AUSTRALASİAN RECYCLİNG LABEL (ARL) UYGULAMASI

Diğer geri dönüşüm etiketlerinden farklı olarak ARL, tamamen kanıta dayalı bir sistem olup temelinde Ambalaj Geri Dönüştürülebilirlik Değerlendirme Portalı (PREP) bulunmaktadır. Bir ambalajın ARL etiketi taşıyabilmesi için, bertaraf (atık) beyanlarını destekleyen PREP değerlendirmesinden geçmiş olması zorunludur. PREP, sadece ambalajın üretiminde kullanılan malzemeleri değil; aynı zamanda şekli, ağırlığı, boyutu, kullanılan mürekkepler, yapıştırıcılar ve diğer teknik özellikleri de değerlendirir. Bu sistem, ambalajın geri dönüşüm ekosistemindeki davranışını kaldırım kenarı (kerbside) toplama anından, Malzeme Geri Kazanım Tesisi (MRF) ve sonraki işlem merkezlerine kadar simüle etmektedir. Bu süreçte aynı zamanda, yerel geri dönüşüm hizmetlerinin erişilebilirliği de dikkate alınır. PREP, bir ambalajın, yerel belediye kaldırım kenarı toplama sistemleri aracılığıyla geri dönüştürülüp dönüştürülemeyeceğini, bu hizmete erişebilen nüfus oranına göre değerlendirmektedir. Kaldırım kenarı erişim verileri, yıllık olarak güncellenen Planet Ark’ın RecyclingNearYou web sitesinden alınan bilgilerle belirlenir.
□ □ □ □
» **Verilen görev**: Yukarıdaki ARL uygulamasıyla ilgili metni başlığıyla birlikte, hiçbir değişiklik yapmadan baştan sona yeniden yazın.

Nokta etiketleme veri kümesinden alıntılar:
□ □ □ □
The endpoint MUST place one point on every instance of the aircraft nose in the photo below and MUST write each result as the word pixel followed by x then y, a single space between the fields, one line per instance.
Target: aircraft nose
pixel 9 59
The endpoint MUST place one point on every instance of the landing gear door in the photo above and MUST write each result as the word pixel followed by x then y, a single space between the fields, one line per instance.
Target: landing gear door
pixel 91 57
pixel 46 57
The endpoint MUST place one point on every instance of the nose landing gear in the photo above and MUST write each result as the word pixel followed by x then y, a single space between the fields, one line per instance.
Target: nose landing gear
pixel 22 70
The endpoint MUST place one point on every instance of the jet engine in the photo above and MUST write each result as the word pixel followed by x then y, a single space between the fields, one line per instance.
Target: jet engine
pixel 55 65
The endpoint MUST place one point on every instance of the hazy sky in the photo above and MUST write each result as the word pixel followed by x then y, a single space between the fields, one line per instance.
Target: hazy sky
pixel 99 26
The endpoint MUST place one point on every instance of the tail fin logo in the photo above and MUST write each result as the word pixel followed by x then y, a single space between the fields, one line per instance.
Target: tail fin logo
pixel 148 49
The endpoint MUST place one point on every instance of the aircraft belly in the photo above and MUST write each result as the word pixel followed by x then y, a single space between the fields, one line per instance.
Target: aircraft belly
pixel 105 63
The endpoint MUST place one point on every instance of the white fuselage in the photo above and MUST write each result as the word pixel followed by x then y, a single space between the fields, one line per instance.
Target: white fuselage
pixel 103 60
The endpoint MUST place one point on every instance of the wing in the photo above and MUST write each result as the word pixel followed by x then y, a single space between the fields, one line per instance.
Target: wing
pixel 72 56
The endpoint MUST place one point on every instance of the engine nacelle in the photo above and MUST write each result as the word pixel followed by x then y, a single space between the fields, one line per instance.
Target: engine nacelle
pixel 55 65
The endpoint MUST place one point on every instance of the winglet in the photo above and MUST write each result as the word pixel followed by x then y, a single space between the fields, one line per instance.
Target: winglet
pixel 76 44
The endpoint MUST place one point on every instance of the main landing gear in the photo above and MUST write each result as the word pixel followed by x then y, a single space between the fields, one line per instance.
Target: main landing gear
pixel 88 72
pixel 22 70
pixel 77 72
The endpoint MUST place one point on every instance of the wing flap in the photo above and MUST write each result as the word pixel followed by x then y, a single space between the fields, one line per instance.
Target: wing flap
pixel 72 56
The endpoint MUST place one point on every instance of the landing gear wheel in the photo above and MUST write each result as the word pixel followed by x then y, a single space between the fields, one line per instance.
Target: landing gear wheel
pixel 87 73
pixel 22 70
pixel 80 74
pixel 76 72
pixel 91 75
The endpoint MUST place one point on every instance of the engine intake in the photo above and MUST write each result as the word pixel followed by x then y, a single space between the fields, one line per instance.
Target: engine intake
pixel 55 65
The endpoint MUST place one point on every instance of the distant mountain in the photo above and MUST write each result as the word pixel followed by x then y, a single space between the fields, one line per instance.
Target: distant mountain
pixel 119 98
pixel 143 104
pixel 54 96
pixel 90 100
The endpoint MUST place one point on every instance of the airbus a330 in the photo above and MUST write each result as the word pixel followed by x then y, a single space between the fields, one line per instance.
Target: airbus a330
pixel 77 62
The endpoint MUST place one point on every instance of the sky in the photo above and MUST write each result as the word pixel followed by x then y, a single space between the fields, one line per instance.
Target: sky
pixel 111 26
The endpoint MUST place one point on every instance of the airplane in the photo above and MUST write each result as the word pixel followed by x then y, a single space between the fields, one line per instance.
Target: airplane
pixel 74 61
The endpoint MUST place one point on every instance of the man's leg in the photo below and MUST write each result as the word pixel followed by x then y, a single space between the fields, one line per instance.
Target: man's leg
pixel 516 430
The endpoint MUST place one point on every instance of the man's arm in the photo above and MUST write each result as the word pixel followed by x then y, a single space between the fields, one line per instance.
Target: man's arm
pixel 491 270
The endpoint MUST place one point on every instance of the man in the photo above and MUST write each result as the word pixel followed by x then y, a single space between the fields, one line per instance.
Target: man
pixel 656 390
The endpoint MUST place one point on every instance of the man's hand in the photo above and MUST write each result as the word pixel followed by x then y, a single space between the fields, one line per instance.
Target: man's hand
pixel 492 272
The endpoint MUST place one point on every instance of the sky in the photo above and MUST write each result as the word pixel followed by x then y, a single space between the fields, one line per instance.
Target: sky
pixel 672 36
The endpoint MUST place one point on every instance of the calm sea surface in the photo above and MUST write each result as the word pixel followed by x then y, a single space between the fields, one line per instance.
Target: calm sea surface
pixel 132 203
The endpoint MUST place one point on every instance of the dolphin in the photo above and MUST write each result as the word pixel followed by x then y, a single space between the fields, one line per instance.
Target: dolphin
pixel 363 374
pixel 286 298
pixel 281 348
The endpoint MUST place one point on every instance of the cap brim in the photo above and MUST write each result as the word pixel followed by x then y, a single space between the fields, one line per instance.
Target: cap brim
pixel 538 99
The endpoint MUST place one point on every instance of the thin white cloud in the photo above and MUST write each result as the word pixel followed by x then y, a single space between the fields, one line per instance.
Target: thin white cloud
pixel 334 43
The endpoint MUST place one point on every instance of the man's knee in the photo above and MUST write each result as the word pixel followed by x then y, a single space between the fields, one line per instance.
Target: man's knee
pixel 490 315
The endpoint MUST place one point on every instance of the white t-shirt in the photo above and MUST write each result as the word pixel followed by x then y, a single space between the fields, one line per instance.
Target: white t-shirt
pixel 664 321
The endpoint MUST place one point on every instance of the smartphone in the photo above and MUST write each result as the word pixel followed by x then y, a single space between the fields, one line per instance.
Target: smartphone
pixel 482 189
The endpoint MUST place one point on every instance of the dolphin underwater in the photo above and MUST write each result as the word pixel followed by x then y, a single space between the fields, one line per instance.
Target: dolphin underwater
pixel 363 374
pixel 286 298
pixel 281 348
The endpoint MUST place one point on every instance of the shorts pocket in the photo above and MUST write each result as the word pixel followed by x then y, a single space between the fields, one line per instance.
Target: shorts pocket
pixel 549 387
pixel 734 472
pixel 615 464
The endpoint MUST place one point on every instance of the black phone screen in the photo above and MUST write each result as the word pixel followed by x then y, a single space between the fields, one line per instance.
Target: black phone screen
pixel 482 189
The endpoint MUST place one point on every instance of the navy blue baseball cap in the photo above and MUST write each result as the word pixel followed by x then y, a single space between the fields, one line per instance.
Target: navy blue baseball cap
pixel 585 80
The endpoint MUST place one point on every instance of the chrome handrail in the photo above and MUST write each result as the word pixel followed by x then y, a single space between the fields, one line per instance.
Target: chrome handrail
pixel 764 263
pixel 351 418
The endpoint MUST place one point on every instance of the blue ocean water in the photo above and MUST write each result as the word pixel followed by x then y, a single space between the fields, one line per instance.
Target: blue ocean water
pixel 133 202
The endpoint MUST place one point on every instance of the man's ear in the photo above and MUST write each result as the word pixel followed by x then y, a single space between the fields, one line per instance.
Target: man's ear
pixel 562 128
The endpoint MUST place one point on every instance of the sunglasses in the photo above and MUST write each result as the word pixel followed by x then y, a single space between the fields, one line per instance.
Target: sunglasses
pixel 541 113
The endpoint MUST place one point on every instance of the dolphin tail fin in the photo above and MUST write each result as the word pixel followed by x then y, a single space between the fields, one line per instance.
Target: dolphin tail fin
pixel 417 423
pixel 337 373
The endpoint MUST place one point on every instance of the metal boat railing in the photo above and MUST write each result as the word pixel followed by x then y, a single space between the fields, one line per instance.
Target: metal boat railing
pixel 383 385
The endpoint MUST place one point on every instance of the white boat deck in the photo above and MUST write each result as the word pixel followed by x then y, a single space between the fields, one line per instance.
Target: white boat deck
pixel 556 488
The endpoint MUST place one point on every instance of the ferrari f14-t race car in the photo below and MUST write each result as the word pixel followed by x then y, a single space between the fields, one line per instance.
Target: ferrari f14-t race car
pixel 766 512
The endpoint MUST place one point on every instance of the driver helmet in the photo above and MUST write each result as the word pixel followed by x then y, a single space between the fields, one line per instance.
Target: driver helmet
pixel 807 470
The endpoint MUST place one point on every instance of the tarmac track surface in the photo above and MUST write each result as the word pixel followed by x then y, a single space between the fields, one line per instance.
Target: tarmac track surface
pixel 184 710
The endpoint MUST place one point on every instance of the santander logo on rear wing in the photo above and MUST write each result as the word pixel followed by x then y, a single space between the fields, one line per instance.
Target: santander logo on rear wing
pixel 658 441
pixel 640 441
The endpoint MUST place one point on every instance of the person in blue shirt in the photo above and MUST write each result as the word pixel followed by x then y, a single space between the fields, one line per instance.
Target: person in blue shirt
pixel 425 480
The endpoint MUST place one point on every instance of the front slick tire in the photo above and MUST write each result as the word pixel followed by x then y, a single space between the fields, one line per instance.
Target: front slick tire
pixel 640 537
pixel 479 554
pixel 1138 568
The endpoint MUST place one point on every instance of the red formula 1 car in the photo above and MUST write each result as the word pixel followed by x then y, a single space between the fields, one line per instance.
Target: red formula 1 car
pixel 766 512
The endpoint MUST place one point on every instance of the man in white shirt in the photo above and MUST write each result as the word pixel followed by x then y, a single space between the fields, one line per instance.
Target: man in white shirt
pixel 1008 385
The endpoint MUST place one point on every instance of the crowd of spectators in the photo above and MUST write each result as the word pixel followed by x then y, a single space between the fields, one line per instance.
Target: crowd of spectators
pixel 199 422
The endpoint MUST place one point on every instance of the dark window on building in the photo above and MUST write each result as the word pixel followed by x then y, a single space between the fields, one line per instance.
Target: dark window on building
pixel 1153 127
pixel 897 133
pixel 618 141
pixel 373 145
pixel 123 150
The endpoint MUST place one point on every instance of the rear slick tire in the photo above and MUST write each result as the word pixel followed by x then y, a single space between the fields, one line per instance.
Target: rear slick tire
□ □ □ □
» **Görevin yanıtı**:
AUSTRALASİAN RECYCLİNG LABEL (ARL) UYGULAMASI

Diğer geri dönüşüm etiketlerinden farklı olarak ARL, tamamen kanıta dayalı bir sistem olup temelinde Ambalaj Geri Dönüştürülebilirlik Değerlendirme Portalı (PREP) bulunmaktadır. Bir ambalajın ARL etiketi taşıyabilmesi için, bertaraf (atık) beyanlarını destekleyen PREP değerlendirmesinden geçmiş olması zorunludur. PREP, sadece ambalajın üretiminde kullanılan malzemeleri değil; aynı zamanda şekli, ağırlığı, boyutu, kullanılan mürekkepler, yapıştırıcılar ve diğer teknik özellikleri de değerlendirir. Bu sistem, ambalajın geri dönüşüm ekosistemindeki davranışını kaldırım kenarı (kerbside) toplama anından, Malzeme Geri Kazanım Tesisi (MRF) ve sonraki işlem merkezlerine kadar simüle etmektedir. Bu süreçte aynı zamanda, yerel geri dönüşüm hizmetlerinin erişilebilirliği de dikkate alınır. PREP, bir ambalajın, yerel belediye kaldırım kenarı toplama sistemleri aracılığıyla geri dönüştürülüp dönüştürülemeyeceğini, bu hizmete erişebilen nüfus oranına göre değerlendirmektedir. Kaldırım kenarı erişim verileri, yıllık olarak güncellenen Planet Ark’ın RecyclingNearYou web sitesinden alınan bilgilerle belirlenir.